### TEXT BLOCK
Start of Block
Mobile Suit Zeta Gundam Movie 3: Love is the Pulse of the Stars

Mobile Suit Zeta Gundam Movie 3: Love is the Pulse of the Stars DVD Review

By Chris Beveridge     August 24, 2010
Release Date: July 06, 2010


Mobile Suit Zeta Gundam Movie 3
© Bandai Entertainment

All out war consumes the Gundam Zeta-verse as all sides come to a final conflict.

What They Say
Universal Century 0087, Char Aznable has now become the leader of the AEUG. Scirocco, the man from Jupiter, schemes to seize control of the Titans. And Haman, the Axis leader, is attempting to restore the Zabi family. Through politics and strategy, these three powers struggle for dominion over the Earth Sphere. The war builds to a deadly endgame around the space colony Gryps 2, which has been converted into a giant laser cannon. What destiny awaits Kamille at the end of the conflict?

The Review!
End of Block
### DATA SHOWN
Start of Block
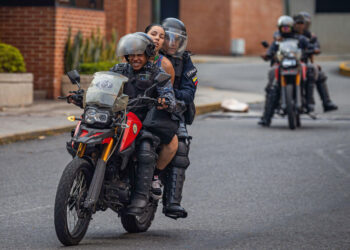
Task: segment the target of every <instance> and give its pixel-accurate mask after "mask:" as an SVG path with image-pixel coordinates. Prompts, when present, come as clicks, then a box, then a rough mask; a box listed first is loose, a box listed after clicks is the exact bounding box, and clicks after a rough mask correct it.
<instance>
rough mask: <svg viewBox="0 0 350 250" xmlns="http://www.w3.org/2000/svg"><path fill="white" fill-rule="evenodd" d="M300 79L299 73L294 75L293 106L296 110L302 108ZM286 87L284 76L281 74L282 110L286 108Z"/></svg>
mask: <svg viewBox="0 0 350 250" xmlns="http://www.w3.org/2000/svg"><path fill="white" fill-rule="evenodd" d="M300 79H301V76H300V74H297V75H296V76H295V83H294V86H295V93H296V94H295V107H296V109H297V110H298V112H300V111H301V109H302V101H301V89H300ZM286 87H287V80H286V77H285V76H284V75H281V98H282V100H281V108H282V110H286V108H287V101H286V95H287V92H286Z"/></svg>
End of Block
### PROBLEMS TO WORK ON
1. Transcribe a passage from the Zeta Gundam DVD review word for word. Begin at the words "By Chris Beveridge" and stop after "of the conflict?".
2. Continue the Zeta Gundam DVD review from the point where it stops.

### ANSWERS TO THE TASKS
1.
By Chris Beveridge     August 24, 2010
Release Date: July 06, 2010


Mobile Suit Zeta Gundam Movie 3
© Bandai Entertainment

All out war consumes the Gundam Zeta-verse as all sides come to a final conflict.

What They Say
Universal Century 0087, Char Aznable has now become the leader of the AEUG. Scirocco, the man from Jupiter, schemes to seize control of the Titans. And Haman, the Axis leader, is attempting to restore the Zabi family. Through politics and strategy, these three powers struggle for dominion over the Earth Sphere. The war builds to a deadly endgame around the space colony Gryps 2, which has been converted into a giant laser cannon. What destiny awaits Kamille at the end of the conflict?

2.
Audio:
The Zeta movies get a nice bump up in its audio presentation as we get a standard stereo mix encoded at 192kbps as well as a 5.1 mix encoded at 448kbps. The 5.1 mix doesn't add a ton of directionality but it makes good use of the bass to give the action scenes a lot more impact. The forward soundstage makes out better overall and there are some good uses of the rear speakers at times with footsteps and voices being thrown there when you least expect it. The stereo mix works well and has a good feel to it, but the 5.1 mix overall does a better job of presenting a more theatrical feeling to it, even if some of the sounds thrown to the rear don't feel like they really needed to be.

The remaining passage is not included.